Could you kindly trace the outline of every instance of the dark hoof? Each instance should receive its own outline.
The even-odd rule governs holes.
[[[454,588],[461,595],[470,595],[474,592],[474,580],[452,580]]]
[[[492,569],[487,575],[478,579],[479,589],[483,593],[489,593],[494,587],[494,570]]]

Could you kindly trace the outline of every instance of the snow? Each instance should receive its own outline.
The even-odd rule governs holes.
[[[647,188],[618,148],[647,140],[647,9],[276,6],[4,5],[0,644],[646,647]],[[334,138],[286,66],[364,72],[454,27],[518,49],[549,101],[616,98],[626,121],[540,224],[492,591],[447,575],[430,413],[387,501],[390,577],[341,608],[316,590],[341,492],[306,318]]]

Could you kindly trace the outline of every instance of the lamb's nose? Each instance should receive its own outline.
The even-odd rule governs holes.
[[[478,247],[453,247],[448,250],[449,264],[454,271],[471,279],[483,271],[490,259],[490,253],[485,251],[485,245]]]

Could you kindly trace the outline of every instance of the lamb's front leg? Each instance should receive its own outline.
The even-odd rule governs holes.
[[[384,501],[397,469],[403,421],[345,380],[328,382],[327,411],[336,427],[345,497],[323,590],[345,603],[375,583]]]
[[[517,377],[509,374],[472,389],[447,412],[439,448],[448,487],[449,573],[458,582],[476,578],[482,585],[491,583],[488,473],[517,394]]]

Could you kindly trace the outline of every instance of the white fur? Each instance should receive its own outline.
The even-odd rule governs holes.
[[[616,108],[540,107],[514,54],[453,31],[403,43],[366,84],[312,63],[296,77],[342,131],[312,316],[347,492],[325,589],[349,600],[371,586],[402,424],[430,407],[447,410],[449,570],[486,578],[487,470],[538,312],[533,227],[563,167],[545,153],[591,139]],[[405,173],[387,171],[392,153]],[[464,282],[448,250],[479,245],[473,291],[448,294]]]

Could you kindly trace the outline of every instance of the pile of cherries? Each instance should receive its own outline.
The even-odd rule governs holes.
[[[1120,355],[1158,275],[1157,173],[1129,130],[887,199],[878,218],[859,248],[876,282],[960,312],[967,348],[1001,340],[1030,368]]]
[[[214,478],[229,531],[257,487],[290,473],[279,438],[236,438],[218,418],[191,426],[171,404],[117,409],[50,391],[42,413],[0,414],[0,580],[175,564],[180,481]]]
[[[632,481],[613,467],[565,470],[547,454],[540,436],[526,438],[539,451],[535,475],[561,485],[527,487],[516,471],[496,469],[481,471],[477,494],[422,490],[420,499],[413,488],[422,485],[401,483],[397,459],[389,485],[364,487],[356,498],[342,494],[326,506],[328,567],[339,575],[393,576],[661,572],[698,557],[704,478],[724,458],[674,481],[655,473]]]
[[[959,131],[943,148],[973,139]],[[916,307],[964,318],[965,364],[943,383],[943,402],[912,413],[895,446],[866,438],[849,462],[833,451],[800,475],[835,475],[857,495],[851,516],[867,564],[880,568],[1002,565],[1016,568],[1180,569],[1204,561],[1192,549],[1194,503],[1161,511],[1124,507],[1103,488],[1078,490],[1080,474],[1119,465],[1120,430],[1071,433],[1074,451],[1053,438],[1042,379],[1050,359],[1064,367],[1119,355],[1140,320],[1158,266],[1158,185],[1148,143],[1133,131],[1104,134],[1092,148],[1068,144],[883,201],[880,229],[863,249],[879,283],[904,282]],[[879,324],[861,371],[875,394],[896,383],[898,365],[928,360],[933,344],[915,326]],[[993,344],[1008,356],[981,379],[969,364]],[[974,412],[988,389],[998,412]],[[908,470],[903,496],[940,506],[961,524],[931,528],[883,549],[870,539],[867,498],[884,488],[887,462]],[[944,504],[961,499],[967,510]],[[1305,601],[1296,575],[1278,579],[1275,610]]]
◇ ◇ ◇ ◇ ◇
▶ [Aim]:
Pull out each line above that contains the word "kindly", counting only matches with the same letter case.

▶ [Exercise result]:
Could you kindly trace the outline of every instance of the dark hoof? Each instance should receive its own outline.
Could you kindly trace the outline of every instance of the snow? Each instance should receive its own outline.
Could you kindly trace the outline of every instance of the lamb's nose? Each instance should receive its own outline.
Could you kindly trace the outline of every instance of the lamb's front leg? Each instance should receive its own outline.
Could you kindly trace the outline of every instance of the white fur? Each instance should receive its own outline.
Could you kindly trace the outline of every instance of the pile of cherries? Each instance should receive its own outline.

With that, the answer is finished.